#### Stated task:
Copy the forum thread about a bike losing power word for word, starting with "thank you guys" and going on through "gonna have problems.".

#### Passage shown:
---------------
# help all input needed



## UGAfan12 (Feb 21, 2014)

hey guys, this is the second time this has happened to me and im getting worried 
my bike is a 2013 foreman with a lift and some tires 
so ill be riding and the dash will start blinking (as in its losing power, not blinking) it goes in little spurts ill lose display, than it will just cut off i just loose power too everything, now i would this this is electrical completely -but at the same time the dash starts cutting off it backfires and sometimes it feels like its loosing compression sometimes- is this because its losing power and therefor its not getting the right amount of fuel from injectors? or could it be internal?. another note- i only went below the exhaust once and it wasnt "right" before this started happening i kept it pegged too when going deep, also you should know eariler in this bikes life it got a LITTLE bit of water in the intake and in the airbox but this was at 15 hours now im at 33hrs and i did a oil change after(but honestly i wouldn't take that into consideration. WHEN IT DOES CUT OFF ITS ABOUT 15 MIN TILL I GET POWER AGAIN THAN IT WILL STILL ACT A LITTLE FUNKY , i have noticed this second time it was worse and it kept flashing and having the wrong amount of fuel on the way home (the first time i kept riding through water for a lil bit and rode home and it did not act funky) so some of my questions for you wise guys out there is as follows- 
-is it electrical or is it mechanical (inside engine) 
- has this ever happened to you guys before? 
-any ideas on what could be happening? 

thank you guys i tried to provide as much info as possible!! 
ANY INPUT HELPS


----------



## 2010Bruterider (Jun 20, 2010)

I'd start by opening each electrical connection and inspecting for water or mud. Then clean and use some dielectric grease on the o rings and reconnecting them. It sounds like something is getting wet to me. Even pull the spark plug wire and put a little dielectric grease in the spark plug boot. Make sure your cables are tight on your battery too. You can't have any corrosion on the battery connections. With the bike being fuel injected, the electrical has to be water tight or your gonna have problems.


----------
---------------
#### Information provided:
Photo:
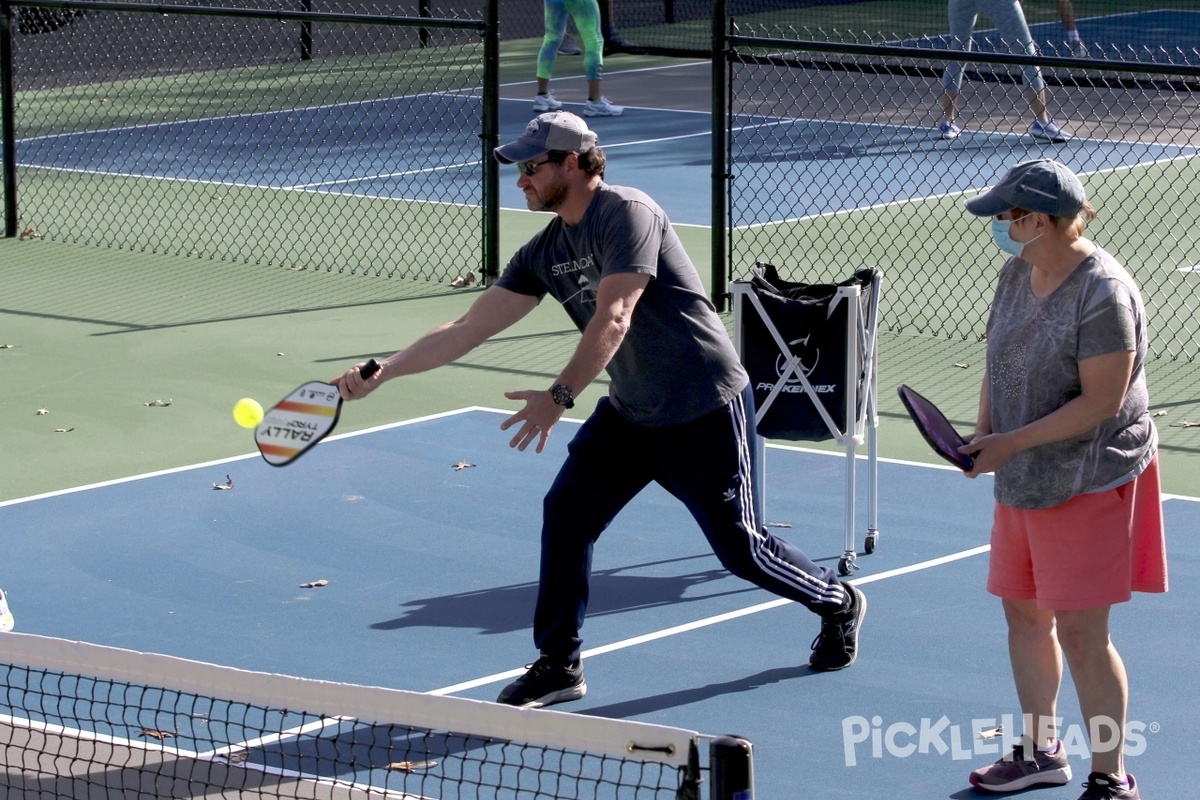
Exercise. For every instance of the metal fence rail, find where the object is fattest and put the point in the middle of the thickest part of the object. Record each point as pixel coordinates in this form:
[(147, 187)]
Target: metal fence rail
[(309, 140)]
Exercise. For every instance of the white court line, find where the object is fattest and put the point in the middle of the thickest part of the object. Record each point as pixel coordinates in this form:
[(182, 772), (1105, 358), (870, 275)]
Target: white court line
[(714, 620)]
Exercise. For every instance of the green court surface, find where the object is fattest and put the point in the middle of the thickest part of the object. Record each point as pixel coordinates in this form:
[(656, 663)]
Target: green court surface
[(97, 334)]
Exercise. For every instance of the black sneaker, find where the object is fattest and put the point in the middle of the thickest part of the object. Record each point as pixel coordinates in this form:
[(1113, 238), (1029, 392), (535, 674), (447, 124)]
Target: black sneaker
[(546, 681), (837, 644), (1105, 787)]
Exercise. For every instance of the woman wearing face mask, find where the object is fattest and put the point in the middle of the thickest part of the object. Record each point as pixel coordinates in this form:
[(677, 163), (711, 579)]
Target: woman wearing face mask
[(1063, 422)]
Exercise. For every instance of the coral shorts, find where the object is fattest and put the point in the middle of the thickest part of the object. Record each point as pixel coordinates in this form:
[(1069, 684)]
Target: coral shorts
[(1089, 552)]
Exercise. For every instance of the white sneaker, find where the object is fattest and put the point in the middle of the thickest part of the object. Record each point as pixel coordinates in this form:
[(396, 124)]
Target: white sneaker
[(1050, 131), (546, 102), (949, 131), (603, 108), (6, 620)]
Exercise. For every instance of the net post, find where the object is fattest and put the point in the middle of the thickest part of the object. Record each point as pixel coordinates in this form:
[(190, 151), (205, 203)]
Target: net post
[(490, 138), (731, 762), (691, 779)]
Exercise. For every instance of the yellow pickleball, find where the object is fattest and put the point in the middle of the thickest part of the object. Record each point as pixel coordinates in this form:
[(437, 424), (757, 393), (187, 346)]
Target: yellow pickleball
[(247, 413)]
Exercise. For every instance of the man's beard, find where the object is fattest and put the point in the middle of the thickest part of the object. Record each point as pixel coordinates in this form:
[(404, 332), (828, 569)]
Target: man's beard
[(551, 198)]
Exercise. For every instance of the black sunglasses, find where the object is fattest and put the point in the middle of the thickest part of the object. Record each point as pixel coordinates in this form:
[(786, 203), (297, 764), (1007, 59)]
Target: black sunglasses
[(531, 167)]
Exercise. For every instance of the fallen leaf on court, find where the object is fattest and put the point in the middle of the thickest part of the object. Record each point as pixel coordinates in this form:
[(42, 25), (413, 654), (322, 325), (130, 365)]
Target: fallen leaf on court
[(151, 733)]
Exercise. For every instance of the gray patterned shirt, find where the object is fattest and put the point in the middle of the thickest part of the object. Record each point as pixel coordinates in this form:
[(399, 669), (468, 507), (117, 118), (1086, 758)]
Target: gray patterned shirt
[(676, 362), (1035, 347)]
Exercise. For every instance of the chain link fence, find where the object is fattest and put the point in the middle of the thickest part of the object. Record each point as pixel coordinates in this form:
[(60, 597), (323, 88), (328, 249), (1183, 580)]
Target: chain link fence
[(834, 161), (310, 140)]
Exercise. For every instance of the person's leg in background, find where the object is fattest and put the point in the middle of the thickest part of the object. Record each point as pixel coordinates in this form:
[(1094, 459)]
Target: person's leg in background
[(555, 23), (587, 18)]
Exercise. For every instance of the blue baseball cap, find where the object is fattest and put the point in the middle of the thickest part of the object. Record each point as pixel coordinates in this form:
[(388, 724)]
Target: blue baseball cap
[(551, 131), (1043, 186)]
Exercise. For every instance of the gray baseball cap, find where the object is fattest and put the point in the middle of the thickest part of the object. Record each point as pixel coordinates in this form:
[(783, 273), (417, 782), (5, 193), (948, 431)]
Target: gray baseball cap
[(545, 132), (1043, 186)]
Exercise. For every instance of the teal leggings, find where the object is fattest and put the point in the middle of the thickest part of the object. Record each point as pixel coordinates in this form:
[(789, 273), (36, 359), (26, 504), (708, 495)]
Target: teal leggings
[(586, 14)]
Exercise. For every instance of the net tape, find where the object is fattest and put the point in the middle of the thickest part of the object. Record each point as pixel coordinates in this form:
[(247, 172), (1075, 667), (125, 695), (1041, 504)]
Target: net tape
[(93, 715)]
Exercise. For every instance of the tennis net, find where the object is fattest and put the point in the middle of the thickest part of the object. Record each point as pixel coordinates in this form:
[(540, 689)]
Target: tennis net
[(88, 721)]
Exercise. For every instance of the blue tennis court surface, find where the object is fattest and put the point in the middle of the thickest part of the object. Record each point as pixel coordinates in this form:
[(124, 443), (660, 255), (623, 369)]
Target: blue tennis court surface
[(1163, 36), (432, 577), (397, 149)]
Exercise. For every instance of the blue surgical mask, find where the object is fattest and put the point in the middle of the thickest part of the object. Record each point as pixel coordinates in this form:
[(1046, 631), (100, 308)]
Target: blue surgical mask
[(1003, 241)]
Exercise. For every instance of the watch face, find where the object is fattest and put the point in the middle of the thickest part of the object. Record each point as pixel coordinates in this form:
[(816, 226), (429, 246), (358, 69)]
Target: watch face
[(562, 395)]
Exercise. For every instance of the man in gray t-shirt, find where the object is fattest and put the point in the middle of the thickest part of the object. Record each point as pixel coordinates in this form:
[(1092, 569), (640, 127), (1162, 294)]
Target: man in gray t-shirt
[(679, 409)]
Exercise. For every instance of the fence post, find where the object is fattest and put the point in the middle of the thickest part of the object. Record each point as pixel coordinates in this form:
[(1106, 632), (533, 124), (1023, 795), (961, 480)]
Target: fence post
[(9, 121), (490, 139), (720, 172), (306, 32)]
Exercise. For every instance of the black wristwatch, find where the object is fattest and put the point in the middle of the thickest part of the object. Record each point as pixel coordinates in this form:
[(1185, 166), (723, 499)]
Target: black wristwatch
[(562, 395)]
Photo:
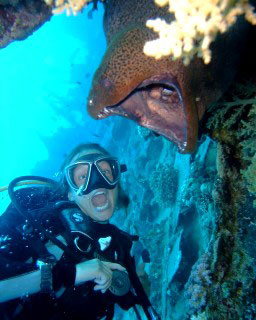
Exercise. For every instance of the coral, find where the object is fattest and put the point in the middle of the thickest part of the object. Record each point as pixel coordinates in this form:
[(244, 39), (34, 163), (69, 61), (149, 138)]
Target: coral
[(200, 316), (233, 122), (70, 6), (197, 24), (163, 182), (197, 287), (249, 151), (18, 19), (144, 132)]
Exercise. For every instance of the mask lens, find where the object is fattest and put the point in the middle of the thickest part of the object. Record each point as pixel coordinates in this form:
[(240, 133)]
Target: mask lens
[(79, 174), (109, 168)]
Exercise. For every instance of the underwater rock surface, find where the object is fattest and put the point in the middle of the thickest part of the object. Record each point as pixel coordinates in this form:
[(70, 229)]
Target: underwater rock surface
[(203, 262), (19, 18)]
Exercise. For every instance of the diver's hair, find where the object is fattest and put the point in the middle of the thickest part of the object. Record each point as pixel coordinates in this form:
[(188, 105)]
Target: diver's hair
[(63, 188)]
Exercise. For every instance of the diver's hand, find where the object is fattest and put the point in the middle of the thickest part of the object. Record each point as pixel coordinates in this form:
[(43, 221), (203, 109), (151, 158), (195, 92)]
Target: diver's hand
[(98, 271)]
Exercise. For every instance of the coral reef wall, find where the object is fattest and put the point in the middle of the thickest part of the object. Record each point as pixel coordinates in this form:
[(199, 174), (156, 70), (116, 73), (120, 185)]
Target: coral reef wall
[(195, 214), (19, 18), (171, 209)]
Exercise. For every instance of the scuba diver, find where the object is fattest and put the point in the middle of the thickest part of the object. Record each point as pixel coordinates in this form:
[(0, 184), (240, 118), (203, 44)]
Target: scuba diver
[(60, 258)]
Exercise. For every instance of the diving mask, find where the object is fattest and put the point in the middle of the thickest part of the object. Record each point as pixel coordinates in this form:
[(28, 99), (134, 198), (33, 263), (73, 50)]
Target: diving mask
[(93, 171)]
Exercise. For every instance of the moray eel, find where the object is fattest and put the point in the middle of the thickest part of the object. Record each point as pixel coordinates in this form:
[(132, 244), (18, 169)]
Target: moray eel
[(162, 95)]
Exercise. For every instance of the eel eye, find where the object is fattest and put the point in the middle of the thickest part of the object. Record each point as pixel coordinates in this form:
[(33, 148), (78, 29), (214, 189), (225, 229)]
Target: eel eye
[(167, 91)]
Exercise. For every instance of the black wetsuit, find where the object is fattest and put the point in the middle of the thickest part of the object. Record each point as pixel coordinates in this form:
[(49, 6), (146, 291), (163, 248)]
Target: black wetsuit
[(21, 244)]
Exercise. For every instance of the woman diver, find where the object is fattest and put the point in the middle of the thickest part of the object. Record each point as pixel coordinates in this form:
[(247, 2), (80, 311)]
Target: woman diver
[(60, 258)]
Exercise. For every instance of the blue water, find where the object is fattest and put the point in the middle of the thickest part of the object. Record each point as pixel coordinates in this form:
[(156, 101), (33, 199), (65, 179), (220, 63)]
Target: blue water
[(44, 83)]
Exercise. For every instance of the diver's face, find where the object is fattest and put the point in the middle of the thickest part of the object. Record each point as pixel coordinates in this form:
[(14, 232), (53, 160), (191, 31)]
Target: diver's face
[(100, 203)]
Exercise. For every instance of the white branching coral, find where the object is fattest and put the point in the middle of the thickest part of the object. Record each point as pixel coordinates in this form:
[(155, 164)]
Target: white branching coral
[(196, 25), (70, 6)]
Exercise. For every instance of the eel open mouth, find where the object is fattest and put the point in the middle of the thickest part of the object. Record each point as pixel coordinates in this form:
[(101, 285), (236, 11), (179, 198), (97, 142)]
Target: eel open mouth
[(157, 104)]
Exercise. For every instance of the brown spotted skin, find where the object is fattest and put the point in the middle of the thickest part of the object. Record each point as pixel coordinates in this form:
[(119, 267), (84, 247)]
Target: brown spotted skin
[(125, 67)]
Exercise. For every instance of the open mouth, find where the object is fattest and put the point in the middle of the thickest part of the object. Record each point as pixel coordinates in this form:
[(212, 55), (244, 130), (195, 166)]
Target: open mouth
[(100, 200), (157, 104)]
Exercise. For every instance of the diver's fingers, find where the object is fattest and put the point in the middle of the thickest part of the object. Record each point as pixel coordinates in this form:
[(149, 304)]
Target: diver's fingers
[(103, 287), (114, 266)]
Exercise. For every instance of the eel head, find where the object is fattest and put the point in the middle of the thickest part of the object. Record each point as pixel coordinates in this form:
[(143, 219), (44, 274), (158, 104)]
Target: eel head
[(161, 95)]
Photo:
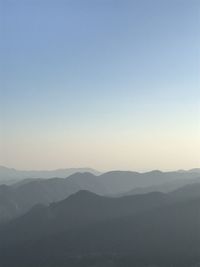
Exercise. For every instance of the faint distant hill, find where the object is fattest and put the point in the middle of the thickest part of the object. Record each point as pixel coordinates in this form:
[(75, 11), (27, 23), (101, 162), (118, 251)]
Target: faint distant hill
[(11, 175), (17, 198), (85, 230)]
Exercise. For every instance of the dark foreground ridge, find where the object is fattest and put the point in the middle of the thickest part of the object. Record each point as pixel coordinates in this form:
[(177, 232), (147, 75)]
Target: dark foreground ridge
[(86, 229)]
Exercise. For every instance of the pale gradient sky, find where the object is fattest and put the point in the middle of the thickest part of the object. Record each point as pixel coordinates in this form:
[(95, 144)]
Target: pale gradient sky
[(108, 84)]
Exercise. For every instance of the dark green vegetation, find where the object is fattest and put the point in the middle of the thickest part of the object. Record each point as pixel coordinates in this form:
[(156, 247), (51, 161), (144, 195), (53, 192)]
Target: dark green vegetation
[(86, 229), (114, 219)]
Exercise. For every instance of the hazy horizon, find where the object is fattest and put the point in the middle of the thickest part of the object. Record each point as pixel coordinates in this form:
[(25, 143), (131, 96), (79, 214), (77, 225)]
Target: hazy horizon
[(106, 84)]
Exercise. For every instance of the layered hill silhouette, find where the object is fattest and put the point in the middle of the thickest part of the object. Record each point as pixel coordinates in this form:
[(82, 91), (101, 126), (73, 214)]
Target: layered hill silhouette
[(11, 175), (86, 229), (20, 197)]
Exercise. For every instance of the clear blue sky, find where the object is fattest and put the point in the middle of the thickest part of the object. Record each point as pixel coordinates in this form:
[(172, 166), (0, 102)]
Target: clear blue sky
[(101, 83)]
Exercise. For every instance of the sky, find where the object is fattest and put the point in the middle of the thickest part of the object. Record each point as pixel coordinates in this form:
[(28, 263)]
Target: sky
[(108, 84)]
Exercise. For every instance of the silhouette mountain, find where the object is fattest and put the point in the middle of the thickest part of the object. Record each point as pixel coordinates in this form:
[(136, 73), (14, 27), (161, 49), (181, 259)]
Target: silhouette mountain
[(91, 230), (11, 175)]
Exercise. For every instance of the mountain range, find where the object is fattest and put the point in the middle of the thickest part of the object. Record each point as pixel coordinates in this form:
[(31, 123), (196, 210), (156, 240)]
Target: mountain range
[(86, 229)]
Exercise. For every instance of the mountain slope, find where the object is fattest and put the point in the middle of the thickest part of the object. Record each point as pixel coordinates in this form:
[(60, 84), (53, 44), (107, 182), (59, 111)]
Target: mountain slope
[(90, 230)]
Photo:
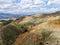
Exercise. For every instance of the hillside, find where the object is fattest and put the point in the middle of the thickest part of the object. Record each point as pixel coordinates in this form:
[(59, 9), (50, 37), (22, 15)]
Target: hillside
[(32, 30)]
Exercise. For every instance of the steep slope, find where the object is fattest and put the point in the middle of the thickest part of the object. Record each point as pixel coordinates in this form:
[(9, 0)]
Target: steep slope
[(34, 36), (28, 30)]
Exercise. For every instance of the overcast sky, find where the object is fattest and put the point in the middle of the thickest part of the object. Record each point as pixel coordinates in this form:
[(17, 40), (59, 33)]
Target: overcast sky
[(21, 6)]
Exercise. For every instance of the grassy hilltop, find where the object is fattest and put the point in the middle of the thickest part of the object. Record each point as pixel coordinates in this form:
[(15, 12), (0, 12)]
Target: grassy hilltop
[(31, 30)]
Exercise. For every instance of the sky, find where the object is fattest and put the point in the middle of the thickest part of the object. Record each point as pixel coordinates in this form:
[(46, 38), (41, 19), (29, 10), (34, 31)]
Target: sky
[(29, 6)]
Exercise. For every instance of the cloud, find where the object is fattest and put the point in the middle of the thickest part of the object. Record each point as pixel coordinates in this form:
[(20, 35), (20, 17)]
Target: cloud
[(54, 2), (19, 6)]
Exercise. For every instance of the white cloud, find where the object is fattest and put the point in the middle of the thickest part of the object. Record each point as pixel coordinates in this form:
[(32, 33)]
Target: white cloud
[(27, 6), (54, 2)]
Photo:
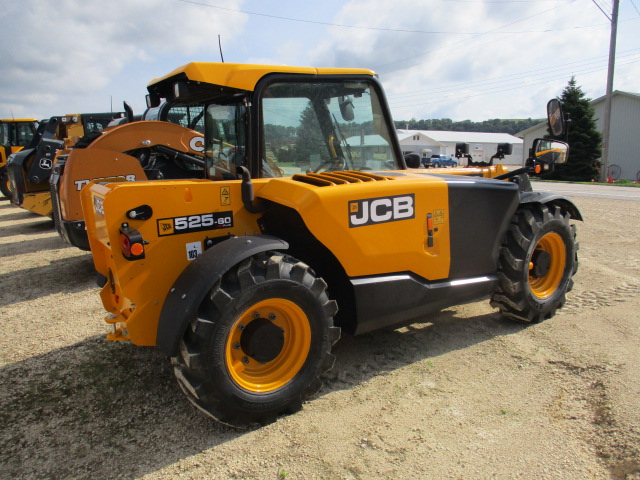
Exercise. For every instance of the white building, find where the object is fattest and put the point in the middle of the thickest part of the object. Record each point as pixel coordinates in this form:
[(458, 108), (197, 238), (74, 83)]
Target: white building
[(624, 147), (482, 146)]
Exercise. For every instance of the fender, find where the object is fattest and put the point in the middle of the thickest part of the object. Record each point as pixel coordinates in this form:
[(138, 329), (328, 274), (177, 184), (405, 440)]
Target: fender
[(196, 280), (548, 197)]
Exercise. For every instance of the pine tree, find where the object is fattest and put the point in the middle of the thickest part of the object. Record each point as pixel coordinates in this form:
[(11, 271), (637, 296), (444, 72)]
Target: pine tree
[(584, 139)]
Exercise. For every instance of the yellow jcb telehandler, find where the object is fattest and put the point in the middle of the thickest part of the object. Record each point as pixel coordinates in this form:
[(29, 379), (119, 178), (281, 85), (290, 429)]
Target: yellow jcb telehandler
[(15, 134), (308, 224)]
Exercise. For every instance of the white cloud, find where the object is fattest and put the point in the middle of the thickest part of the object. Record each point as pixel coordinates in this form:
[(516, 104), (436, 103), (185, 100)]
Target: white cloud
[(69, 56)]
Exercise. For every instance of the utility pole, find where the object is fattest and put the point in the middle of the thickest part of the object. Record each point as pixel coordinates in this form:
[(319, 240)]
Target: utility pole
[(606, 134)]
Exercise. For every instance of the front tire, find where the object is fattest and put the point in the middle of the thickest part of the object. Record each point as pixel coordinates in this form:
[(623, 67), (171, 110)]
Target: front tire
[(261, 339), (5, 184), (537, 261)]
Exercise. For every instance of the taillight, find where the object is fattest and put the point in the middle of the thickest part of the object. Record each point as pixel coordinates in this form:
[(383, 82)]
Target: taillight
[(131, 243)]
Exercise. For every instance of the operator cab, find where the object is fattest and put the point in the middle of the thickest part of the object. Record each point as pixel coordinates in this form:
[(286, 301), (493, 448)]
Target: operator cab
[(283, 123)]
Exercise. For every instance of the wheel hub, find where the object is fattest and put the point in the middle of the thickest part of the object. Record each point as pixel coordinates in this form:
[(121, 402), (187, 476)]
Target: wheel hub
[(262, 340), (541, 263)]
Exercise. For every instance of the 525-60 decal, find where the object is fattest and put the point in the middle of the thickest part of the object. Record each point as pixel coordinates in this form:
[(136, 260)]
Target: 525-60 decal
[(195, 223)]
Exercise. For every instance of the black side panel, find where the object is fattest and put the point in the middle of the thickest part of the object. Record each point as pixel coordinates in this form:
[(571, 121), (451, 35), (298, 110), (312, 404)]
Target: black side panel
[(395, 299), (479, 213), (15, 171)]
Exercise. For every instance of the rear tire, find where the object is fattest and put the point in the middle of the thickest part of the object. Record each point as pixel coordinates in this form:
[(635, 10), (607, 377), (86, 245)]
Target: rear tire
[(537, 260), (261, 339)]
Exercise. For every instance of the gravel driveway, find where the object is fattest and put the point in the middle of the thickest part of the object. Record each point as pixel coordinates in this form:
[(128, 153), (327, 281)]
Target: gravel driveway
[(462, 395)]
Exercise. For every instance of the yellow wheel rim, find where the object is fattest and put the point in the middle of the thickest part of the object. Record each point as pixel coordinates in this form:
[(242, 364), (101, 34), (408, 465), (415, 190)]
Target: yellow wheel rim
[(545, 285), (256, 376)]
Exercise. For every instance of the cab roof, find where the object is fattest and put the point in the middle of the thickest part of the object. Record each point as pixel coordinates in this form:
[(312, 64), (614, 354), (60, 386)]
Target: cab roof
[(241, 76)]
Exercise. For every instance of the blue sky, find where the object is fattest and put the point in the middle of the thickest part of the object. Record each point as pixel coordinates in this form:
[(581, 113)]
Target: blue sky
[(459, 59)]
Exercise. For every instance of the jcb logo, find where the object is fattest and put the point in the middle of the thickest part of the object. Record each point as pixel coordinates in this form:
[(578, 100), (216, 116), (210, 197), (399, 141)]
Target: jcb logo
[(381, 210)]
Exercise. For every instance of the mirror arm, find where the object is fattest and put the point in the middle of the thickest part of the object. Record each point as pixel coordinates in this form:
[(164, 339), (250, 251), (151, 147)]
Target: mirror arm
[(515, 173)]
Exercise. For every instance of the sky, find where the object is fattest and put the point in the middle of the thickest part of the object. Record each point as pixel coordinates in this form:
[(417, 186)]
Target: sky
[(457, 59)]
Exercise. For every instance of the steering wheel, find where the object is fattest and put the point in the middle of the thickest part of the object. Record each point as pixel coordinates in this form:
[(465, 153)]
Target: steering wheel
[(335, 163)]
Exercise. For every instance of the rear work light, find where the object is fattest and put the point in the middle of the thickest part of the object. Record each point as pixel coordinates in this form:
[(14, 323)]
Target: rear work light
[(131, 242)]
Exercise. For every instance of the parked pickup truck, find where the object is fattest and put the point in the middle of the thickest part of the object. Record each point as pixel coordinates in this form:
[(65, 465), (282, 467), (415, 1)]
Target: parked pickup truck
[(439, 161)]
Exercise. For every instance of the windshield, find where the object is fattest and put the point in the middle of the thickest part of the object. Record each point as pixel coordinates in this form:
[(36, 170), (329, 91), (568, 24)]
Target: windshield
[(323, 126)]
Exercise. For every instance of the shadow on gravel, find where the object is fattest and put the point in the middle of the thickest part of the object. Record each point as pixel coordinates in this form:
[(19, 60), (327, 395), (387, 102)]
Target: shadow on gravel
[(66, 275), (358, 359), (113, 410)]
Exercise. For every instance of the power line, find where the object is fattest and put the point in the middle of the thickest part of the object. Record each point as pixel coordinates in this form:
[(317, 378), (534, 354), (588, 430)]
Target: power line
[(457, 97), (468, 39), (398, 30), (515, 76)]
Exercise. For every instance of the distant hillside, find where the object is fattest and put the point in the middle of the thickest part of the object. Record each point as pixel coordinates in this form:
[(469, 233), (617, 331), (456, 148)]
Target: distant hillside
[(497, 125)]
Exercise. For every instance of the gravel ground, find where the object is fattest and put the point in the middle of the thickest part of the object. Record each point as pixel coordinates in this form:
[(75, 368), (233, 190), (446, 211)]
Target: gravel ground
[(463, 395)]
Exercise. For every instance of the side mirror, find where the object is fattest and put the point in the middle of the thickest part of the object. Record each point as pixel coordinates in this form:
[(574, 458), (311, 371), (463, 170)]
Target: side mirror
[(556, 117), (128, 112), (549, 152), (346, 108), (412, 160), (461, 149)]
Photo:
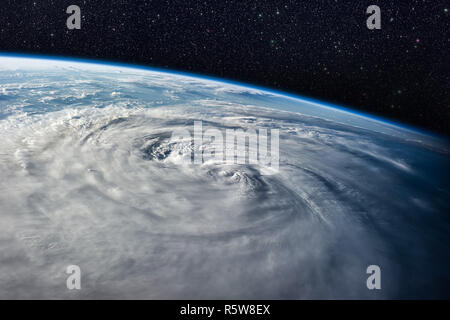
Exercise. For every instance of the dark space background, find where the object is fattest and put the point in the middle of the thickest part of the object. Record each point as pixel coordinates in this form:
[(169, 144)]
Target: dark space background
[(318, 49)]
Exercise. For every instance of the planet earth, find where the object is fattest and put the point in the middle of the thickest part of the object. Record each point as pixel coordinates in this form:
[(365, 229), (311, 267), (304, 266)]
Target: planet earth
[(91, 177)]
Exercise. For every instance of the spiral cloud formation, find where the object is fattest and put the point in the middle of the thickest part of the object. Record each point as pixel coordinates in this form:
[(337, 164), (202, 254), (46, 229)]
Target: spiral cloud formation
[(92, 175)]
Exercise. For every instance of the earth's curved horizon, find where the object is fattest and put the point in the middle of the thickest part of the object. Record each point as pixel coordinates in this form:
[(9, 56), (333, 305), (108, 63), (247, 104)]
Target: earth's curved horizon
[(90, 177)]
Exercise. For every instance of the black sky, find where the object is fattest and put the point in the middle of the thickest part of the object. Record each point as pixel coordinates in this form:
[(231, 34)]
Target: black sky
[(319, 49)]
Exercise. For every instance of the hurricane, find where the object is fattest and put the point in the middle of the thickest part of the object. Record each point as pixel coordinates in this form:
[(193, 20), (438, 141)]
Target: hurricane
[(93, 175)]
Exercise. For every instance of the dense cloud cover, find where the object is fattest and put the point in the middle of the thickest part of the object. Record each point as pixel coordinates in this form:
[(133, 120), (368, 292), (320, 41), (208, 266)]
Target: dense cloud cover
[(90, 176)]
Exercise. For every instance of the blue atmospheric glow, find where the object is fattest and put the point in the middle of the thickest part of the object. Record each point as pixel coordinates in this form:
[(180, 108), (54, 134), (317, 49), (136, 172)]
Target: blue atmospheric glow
---------------
#### Response for this exercise:
thank you guys i tried to provide as much info as possible!! 
ANY INPUT HELPS


----------



## 2010Bruterider (Jun 20, 2010)

I'd start by opening each electrical connection and inspecting for water or mud. Then clean and use some dielectric grease on the o rings and reconnecting them. It sounds like something is getting wet to me. Even pull the spark plug wire and put a little dielectric grease in the spark plug boot. Make sure your cables are tight on your battery too. You can't have any corrosion on the battery connections. With the bike being fuel injected, the electrical has to be water tight or your gonna have problems.